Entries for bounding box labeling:
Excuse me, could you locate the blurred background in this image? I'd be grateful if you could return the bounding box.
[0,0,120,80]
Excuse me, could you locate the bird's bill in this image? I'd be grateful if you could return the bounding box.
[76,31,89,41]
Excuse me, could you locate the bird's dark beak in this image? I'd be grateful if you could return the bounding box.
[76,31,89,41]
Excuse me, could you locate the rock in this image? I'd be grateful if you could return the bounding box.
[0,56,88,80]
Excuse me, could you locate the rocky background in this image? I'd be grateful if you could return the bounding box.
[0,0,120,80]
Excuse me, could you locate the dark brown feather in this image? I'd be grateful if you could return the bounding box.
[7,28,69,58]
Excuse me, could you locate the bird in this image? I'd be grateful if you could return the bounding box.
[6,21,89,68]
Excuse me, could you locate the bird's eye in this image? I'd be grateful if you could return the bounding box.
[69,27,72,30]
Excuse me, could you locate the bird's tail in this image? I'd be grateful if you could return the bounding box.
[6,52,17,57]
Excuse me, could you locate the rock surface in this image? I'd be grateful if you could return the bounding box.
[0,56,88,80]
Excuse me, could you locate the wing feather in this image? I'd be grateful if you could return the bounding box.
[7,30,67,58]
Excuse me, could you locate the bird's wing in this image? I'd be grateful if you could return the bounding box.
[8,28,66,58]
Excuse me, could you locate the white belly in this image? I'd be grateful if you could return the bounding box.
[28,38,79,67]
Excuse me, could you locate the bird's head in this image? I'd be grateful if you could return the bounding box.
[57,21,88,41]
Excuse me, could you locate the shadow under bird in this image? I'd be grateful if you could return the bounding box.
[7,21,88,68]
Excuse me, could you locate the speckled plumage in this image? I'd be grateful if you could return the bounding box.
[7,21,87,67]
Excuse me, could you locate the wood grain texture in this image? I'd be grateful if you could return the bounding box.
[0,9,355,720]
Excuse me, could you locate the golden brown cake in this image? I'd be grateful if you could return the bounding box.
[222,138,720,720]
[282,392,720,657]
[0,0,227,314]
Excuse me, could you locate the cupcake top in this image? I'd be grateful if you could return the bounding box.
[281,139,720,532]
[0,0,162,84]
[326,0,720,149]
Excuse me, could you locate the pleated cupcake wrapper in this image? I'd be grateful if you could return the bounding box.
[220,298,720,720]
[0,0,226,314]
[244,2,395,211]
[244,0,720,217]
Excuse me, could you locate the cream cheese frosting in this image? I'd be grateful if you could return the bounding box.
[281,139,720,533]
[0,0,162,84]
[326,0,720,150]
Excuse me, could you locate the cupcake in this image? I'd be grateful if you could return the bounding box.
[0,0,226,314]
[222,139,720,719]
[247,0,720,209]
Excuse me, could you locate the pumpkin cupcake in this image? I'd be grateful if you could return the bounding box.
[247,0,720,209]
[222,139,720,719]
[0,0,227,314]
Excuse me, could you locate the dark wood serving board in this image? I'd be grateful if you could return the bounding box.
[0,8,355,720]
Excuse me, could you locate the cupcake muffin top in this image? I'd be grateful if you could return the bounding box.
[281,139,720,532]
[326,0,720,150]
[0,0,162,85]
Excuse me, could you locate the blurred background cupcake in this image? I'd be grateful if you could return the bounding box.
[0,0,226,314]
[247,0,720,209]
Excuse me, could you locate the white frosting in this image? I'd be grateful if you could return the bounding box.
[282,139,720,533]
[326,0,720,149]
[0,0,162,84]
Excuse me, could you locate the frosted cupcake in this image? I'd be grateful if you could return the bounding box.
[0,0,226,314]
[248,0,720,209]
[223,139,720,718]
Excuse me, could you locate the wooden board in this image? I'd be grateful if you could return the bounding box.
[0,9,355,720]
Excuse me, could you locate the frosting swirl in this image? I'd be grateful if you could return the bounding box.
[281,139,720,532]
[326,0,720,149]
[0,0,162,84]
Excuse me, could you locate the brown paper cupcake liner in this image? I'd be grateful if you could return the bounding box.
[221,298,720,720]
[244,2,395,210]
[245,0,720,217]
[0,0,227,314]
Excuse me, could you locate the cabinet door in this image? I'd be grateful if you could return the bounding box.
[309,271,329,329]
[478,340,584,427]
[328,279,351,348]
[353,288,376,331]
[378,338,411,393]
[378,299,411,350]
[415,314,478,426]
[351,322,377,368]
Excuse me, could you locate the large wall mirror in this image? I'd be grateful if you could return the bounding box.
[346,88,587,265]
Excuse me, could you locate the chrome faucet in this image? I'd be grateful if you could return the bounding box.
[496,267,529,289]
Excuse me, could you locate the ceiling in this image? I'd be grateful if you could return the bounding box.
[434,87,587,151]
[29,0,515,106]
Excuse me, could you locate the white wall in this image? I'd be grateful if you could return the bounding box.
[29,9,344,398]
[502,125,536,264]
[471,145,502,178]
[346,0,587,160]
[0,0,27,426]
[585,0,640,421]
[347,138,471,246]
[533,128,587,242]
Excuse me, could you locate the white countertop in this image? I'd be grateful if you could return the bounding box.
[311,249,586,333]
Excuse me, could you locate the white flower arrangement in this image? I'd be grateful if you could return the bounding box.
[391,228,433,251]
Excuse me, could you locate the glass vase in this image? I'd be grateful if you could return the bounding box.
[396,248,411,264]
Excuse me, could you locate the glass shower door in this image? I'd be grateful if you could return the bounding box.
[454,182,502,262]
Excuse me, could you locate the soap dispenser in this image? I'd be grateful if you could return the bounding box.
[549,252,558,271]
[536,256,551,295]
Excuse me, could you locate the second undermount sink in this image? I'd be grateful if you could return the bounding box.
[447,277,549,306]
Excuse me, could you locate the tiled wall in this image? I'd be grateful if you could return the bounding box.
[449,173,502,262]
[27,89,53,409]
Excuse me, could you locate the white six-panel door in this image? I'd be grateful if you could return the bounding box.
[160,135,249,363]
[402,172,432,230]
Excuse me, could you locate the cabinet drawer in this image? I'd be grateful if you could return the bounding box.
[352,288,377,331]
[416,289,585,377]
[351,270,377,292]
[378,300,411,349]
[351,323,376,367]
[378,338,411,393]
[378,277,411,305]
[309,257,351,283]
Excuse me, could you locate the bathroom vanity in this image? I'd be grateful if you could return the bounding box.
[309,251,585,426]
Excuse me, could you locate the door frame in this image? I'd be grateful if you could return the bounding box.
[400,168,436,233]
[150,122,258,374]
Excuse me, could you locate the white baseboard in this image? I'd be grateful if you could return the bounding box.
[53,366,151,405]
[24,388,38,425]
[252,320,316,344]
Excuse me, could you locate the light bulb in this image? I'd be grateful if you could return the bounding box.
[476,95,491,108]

● **WORK REQUIRED**:
Please rewrite all the entries above, substituting "Pardon me" for every "Excuse me" and keeping everything else the same.

● **SOLVED PROBLEM**:
Pardon me, could you locate the blurred background in this image? I'd be grateful if you could return the bounding box.
[0,0,120,80]
Pardon me, could you locate the bird's bill in this image? I'd be grateful if you could return the bounding box.
[76,31,89,41]
Pardon me, could you locate the bird's dark beak in this image? I'd be grateful if you could return the bounding box.
[76,31,89,41]
Pardon me, could you locate the rock in this image? I'd be grateful if you could return the bounding box.
[0,56,88,80]
Pardon me, could you locate the rocky background in this image? I'd be grateful if you could return the bounding box.
[0,0,120,80]
Pardon me, could you locate the dark brown feather in this image? I'd be grateful if you could return the bounding box.
[7,28,69,58]
Pardon me, could you locate the bird in this image? I'd be grateful if you could return the bounding box.
[6,21,89,68]
Pardon me, could you locate the bird's eye in this image? I'd be grateful if you could return the bounding box.
[69,27,72,30]
Pardon me, could you locate the bird's tail in this image? I'd be grateful if you could return the bounding box.
[6,52,17,57]
Pardon me, could you locate the rock surface in this image? I'd be grateful if you could return the bounding box.
[0,56,88,80]
Pardon me, could you locate the wing feather in this image? I'd be grateful if you could return the bounding box.
[7,30,67,58]
Pardon me, could you locate the bird's wing in this image? I'd be grateful if you could return the bounding box.
[8,28,66,58]
Pardon me, could you locate the white belly in this image? I'd be grateful if you could return the bounding box.
[28,38,79,67]
Pardon me, could you locate the bird's head in this image? I'd be grateful if you could return the bounding box.
[57,21,88,41]
Pardon me, could you locate the shadow under bird in this image? I'd be grateful if you could return the bounding box.
[7,21,88,68]
Pardon me, could you locate the speckled plumage in this image? I'd be grateful if you could return the bounding box.
[7,21,87,67]
Pardon me, could you locate the wood grain texture in this image? I'd be grateful if you could return the bounding box.
[0,9,355,720]
Pardon me, could you locate the golden brown cake in this image? I'd be grateful if you could return the bounding box.
[222,138,720,720]
[282,392,720,657]
[0,0,227,314]
Pardon me, could you locate the cupcake top in this image? I'd be grateful if you could return the bounding box.
[281,139,720,532]
[0,0,162,84]
[326,0,720,149]
Pardon me, could you locate the pleated cupcake wrapper in this image? I'd be grateful if you could return the bounding box.
[220,298,720,720]
[0,0,226,314]
[244,2,395,211]
[244,0,720,217]
Pardon me, could you locate the cream cheese frosting in this image? I'd be grateful if you could return the bounding box.
[281,139,720,533]
[0,0,162,84]
[326,0,720,150]
Pardon me, could you locate the cupcake in this image? I'd be grateful if you could return the bounding box.
[0,0,226,314]
[222,139,720,719]
[247,0,720,209]
Pardon me, could you locate the pumpkin cupcake in this image? I'd be grateful if you could return the bounding box.
[247,0,720,209]
[222,139,720,719]
[0,0,227,314]
Pardon me, could you locate the dark wood serving board in this image? I'd be grateful if you could return the bounding box.
[0,8,355,720]
Pardon me, could you locate the cupcake muffin top in this image? I'd be grateful if you could return the bounding box.
[281,139,720,532]
[326,0,720,150]
[0,0,162,85]
Pardon me, could you locate the blurred background cupcake in this image? I'd be grateful if you could return the bounding box.
[0,0,226,314]
[247,0,720,209]
Pardon me, could you locate the white frosting in this image? I'd be grateful if you could return the bounding box.
[282,139,720,533]
[326,0,720,149]
[0,0,162,84]
Pardon me, could you locate the frosted cupcake in this image? I'd be grateful if you could return the bounding box.
[0,0,226,314]
[248,0,720,209]
[223,139,720,718]
Pardon me, could you locate the wooden board in this image? I'd be grateful if you could return the bounding box.
[0,9,355,720]
Pardon me, could you locate the frosting swirl in this image? I'd be grateful if you could return the bounding box.
[281,139,720,532]
[326,0,720,149]
[0,0,162,84]
Pardon me, could you locate the brown paper cupcake liner in this image? I'd be grateful if you could return the bounding box.
[221,298,720,720]
[244,2,395,210]
[245,0,720,217]
[0,0,227,314]
Pardon me, could you locate the cabinet door in this image? I'd be grateful if you could return the bounding box.
[309,271,329,329]
[478,340,584,427]
[328,279,351,348]
[353,288,376,331]
[378,338,411,393]
[378,299,411,350]
[415,314,478,426]
[351,322,377,368]
Pardon me, could you locate the large wall mirror in this image? I'd be grateful if you could return the bounding box.
[346,88,587,265]
Pardon me, could you locate the chrome faucet in this image? I'd be grateful if you could return the bounding box.
[496,267,529,289]
Pardon me, could you locate the ceiling in this image? I'd be grateful if you could return the bounding box.
[434,87,587,151]
[29,0,515,106]
Pardon me, could you locate the white wall in this image? I'd be grateful if you could return the bounding box.
[29,9,344,398]
[502,125,536,264]
[471,145,502,178]
[346,0,587,160]
[0,0,27,426]
[585,0,640,421]
[347,138,471,246]
[533,128,587,242]
Pardon me, could you locate the white countertop in this image? I'd be grateful if you could return the bounding box.
[311,249,586,333]
Pardon me, could you locate the white flower arrangement in this image? I'd be grateful if you could return the bounding box.
[391,228,433,251]
Pardon me, could you locate the glass vase in this image? I'd be grateful if you could return the bounding box.
[396,248,411,264]
Pardon me, could you locate the glass shower door in this image? I'd be grateful if you could return the bounding box.
[454,182,502,262]
Pardon me, could you locate the soap dispenser in this image? I'd be grateful if you could return the bounding box.
[549,252,558,271]
[536,256,551,295]
Pardon me, could you locate the second undermount sink in this image? I'd be grateful if you could return the bounding box.
[447,277,549,306]
Pardon me, could you locate the tiled wall in this image? I'd be grateful if you could return the bounding box.
[449,173,502,262]
[27,89,53,409]
Pardon me, could you locate the white six-panel door in this image? I'd be grateful if you could return the bounding box.
[160,135,249,363]
[402,172,432,230]
Pardon me, could you locate the cabinet drawer in this image? I'd be grateful if you could return the bounding box.
[352,288,377,331]
[416,289,585,377]
[351,270,377,292]
[378,300,411,349]
[351,323,376,367]
[378,338,411,393]
[378,277,411,305]
[309,257,351,283]
Pardon me, could you locate the bathroom vanity in this image? I'd be grateful if you could return the bounding box.
[309,251,585,426]
Pardon me, could you locate the door frame in this image? I'd be grateful if you could return the bounding box.
[400,168,436,233]
[150,122,258,374]
Pardon me, could you locate the white baseboard in this image? I'd be grateful if you could return the bounding box.
[53,366,151,405]
[24,388,38,425]
[252,320,316,344]
Pardon me, could you locate the light bulb in this image? I'd be grateful if you could return the bounding box.
[476,95,491,108]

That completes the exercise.